Исходный отрывок:

──────────────────────────────

Моя армия. В поисках утраченной судьбы — страница 4 из 35

Но все это было позже, а теперь надо ненадолго вернуться к первым неделям моего пребывания в этом новом мире.

Очевидно, контраст между ожидаемым и реальным вызвал у меня в первые дней десять что-то вроде депрессии. Иначе я не могу объяснить письмо, которое написал 12 ноября 1954 года и за которое потом извинялся. Да и теперь, через шестьдесят лет, перечитывая его, испытываю тяжелую неловкость. — «Здравствуйте, дорогие! Привет от вашего дальневосточного родственника. Как поживаете? Я здесь служу: бегаю, таскаю, копаю и т. д. Что и говорить, свалял ваш сын грандиознейшего дурака. Надо было, конечно, представить справку из вечерней школы и не рыпаться. Тогда, возможно, и не тронули бы меня. Ну да теперь поздно жалеть. Назвался груздем, полезай в кузов. Вот и лезу. Приходится иногда трудновато, ну да ничего. Довольно тоскливо здесь, по вам скучаю все-таки немного. Родственники как-никак. И живу больше в Ленинграде, чем здесь. Икается вам, должно быть, крепко. Вспоминается, например, такая картинка: Яков Гордин, ученик в отставке, встает утром часов в 12, не торопясь одевается (здесь на одевание и раздевание дается по одной минуте), повалявшись предварительно полчасика и больше. Хорошо завтракает и затем, надев коричневый пиджак, идет на прогулку. После чего отправляется в Эрмитаж или в Публичную библиотеку, где занимается, ну, скажем, историей живописи. (Между прочим, так оно и было. — Я. Г.) Вернувшись домой и пообедав, час-другой переводит бумагу и чернила, а там ужинает и ложится спать, почитав на сон грядущий любимое место из „Д. Грея" о драгоценных камнях. Иногда, впрочем, перед сном он гулял по Невскому. И так до 14-го числа. Недурно. Контраст велик. И очень... Самое неприятное во всей этой истории—это то, что попал в пехоту. Здесь тяжелее всего».

──────────────────────────────

Список:
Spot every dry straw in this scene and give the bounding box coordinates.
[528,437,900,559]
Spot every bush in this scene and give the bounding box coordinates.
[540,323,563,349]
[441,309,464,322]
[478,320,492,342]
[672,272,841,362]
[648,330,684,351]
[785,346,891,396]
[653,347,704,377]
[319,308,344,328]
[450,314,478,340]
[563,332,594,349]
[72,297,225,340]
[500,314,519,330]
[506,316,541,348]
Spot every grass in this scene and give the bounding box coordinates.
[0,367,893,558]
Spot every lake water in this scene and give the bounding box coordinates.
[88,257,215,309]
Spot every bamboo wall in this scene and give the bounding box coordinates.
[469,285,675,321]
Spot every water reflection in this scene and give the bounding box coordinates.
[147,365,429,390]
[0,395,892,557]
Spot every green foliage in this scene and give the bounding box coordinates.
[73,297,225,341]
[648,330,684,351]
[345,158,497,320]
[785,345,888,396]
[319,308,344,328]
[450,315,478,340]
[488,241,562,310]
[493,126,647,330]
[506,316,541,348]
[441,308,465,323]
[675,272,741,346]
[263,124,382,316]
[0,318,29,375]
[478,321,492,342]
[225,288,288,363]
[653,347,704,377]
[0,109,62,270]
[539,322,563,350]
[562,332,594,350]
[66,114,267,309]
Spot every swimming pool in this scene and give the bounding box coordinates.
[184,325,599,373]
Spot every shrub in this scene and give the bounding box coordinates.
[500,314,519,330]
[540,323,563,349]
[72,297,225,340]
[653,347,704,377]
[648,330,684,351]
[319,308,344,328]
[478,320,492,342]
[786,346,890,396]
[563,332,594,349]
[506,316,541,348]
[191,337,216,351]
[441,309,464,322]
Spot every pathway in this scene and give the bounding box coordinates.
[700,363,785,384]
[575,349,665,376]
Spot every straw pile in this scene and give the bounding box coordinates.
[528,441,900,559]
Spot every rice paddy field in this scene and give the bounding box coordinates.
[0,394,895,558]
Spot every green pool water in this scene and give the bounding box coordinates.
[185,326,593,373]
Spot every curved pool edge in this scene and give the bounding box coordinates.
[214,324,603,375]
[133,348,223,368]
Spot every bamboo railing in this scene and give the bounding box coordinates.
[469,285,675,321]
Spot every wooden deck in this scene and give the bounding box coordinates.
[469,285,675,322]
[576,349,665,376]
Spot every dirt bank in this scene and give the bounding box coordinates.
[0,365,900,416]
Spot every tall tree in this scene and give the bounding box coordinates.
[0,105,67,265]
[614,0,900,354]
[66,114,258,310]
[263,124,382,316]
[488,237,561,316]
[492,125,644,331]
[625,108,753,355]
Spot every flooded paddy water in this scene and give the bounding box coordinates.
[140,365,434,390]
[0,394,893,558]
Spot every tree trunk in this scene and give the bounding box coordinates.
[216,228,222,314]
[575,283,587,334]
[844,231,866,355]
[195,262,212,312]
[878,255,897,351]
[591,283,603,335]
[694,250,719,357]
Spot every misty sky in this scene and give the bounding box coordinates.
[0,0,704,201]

──────────────────────────────

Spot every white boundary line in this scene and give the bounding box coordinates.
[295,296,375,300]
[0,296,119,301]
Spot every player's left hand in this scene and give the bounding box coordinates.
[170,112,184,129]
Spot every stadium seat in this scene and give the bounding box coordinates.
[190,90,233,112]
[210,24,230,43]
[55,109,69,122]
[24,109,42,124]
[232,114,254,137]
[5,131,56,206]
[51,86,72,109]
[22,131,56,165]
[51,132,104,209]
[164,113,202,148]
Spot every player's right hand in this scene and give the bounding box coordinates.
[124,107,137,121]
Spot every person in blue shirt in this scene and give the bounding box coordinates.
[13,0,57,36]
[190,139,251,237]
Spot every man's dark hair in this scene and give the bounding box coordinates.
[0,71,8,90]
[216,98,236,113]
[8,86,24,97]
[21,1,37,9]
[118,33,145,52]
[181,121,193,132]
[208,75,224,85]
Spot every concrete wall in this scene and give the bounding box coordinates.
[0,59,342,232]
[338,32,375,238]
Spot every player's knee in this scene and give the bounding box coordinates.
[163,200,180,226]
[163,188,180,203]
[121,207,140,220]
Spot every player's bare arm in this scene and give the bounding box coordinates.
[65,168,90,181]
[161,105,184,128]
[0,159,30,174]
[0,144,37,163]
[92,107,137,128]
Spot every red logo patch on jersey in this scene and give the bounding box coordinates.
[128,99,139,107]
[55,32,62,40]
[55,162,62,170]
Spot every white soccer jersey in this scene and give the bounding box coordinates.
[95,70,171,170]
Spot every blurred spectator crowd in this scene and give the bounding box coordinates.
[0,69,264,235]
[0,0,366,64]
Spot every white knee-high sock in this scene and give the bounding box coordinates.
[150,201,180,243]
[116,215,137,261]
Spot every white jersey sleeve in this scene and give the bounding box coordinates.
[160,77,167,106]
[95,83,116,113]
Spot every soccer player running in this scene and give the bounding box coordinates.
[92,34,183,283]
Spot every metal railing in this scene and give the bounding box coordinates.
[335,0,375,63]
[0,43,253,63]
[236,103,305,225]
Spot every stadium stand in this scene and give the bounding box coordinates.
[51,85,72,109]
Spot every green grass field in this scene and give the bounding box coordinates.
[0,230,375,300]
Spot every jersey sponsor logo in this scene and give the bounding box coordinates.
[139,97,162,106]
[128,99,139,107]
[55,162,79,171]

──────────────────────────────

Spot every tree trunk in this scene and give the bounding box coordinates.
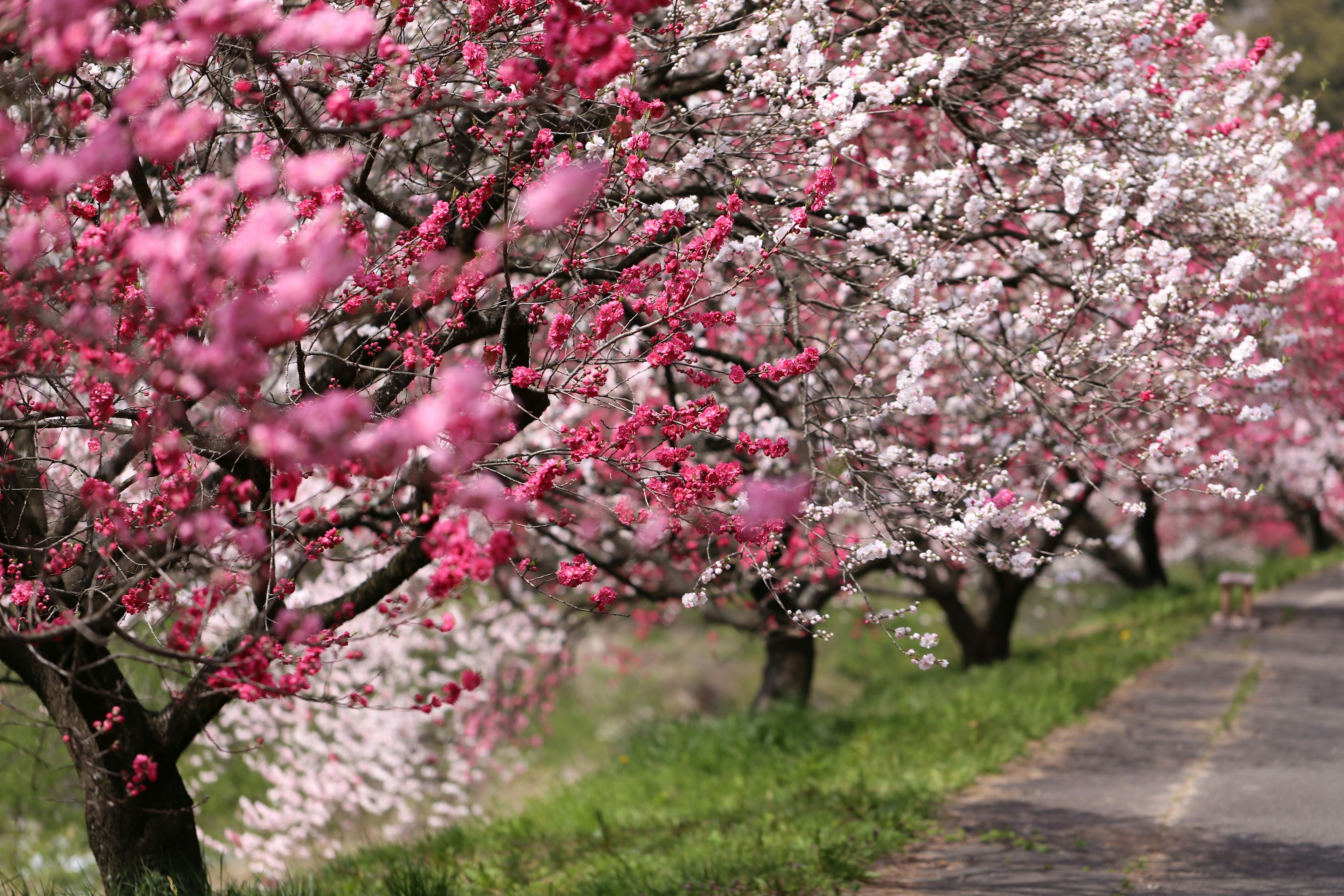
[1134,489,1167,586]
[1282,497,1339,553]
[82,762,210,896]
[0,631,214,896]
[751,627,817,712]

──────────────────────────────

Что сделать:
1 - Какие приемы пищи упоминаются в исходном отрывке, в описании дня Якова Гордина? Перечислите все.
2 - Процитируйте из исходного отрывка фрагмент от слов «Моя армия. В» до слов «этом новом мире.» включительно.

Ответы:
1 - Завтрак («Хорошо завтракает»), обед («пообедав») и ужин («ужинает»).

2 -
Моя армия. В поисках утраченной судьбы — страница 4 из 35

Но все это было позже, а теперь надо ненадолго вернуться к первым неделям моего пребывания в этом новом мире.